TEXT BLOCK —
□ □ □ □ □

If I could give you one gift it would be to see yourself through my eyes and then you would see how special you really are.

Sunday 7 February 2016

Narrowing the Gap


I have been thinking about this quote all week. I am sure that everyone agrees with it yet we do not seem to live by it. Since comparison testing whether it be local, county or country we generalise our children all the time. Expecting them to not only want to study subjects decided for them but also achieve in the same way.  I have read so many education articles this week, Theresa May wants police commissioners to set up free schools for troubled children, an article written by a student on why art subjects are so important and one by a teacher explaining why schools are not to blame for the lack of social mobility.
Our education system is so very good at expecting our children to all be the same. It tests them all in the same way and now those that fail those tests (phonics in KS1, year 6 tests and GCSE maths and English) they have to retake again and again.  To my way of thinking that is surely setting some of our children up to be failures often before they are 7 years old. In a country diverse in class, race and culture, a country that is open to EU citizens, a country that is offering to take in 3000 unaccompanied refugee children, how on earth can we expect all our children to be the same. How can we expect them to start in the same place, move through school together doing the same and then finish completing the same or similar exams, when they so obviously don't.

I live in one of the most poorly funded county councils in the country and our education system is letting down many of our children. On Monday I attended governor training about narrowing the gap between disadvantaged children, that is children on free school meals and pupil premium children, and children not classed as disadvantaged.This course was aimed at encouraging governors to dig deep into the data available in schools, to ask lots of questions about how much progress and what type of progress all our children are making, especially our disadvantaged ones. The reason for the course was because our county is failing disadvantaged children, in fact the gap gets terrifyingly bigger the older the children get.

□ □ □ □ □

DATA RECORDS —

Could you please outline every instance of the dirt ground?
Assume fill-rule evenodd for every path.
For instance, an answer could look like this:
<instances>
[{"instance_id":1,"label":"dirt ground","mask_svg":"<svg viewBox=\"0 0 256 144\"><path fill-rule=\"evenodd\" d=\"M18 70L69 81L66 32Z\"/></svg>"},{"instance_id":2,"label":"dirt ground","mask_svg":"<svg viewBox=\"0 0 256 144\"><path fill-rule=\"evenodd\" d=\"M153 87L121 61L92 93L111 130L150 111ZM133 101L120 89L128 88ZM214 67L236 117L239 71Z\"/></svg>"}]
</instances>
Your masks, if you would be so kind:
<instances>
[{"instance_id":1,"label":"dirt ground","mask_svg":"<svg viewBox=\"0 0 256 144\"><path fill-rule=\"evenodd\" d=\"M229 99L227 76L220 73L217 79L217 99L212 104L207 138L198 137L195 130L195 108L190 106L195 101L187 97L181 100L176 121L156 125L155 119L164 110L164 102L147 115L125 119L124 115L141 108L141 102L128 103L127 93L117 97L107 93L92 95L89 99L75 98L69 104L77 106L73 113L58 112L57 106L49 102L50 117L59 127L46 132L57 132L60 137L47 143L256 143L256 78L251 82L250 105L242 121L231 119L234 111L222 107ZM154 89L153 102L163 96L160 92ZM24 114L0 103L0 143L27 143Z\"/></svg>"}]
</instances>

□ □ □ □ □

EXERCISES TO COMPLETE —
1. In the post on narrowing the gap, how many unaccompanied refugee children is the country offering to take in?
2. Print the stretch of the post on narrowing the gap from "Sunday 7 February" through "of social mobility.".
3. Carry on the post on narrowing the gap from its last sentence.

ANSWER LIST —
1. 3000

2.
Sunday 7 February 2016

Narrowing the Gap


I have been thinking about this quote all week. I am sure that everyone agrees with it yet we do not seem to live by it. Since comparison testing whether it be local, county or country we generalise our children all the time. Expecting them to not only want to study subjects decided for them but also achieve in the same way.  I have read so many education articles this week, Theresa May wants police commissioners to set up free schools for troubled children, an article written by a student on why art subjects are so important and one by a teacher explaining why schools are not to blame for the lack of social mobility.

3.
The course was fascinating and gave a really good insight into figures provided by a system called Raise On Line (this data system is however now extinct as the government has removed SAT testing) we were able to look at all types of different groups of children, male, female, traveller, English as an additional language and so on and we could see the academic progress that they had made. But and a big but was the lack of discussion about what could be actually done to support the children who are not making the grade. There is talk of intervention, more pupil planning, more reviewing and at the same time I know that speech therapy and occupational therapy funding is being cut.

The lack of understanding about pupil premium children is compounding the problem. These children tended to be generalised and lumped together, there doesn't seem to be a recognition that all of them have different stories, so their needs are different. It was suggested that pupil premium money could be spent creatively giving schools more choice but then they generalised by suggesting it covered PPA time or reviewing time. I don't have a problem with the money being used for teacher preparation time per se so long as it means that the preparation is to ensure that the lesson plans are suitable for pupil premium children. In our case for example if it meant that lessons were aimed at outdoor learning and forest school that would be perfect for our child 4, however I am very aware that this is not the best use of the money for all children. It is imperative that pupil premium money is handled on a case by case basis and not one that is necessarily about academic achievements. Pupil premium children have to be happy, safe and secure before they can make academic progress. There will be no narrowing of any gaps if our education leaders do not recognise this.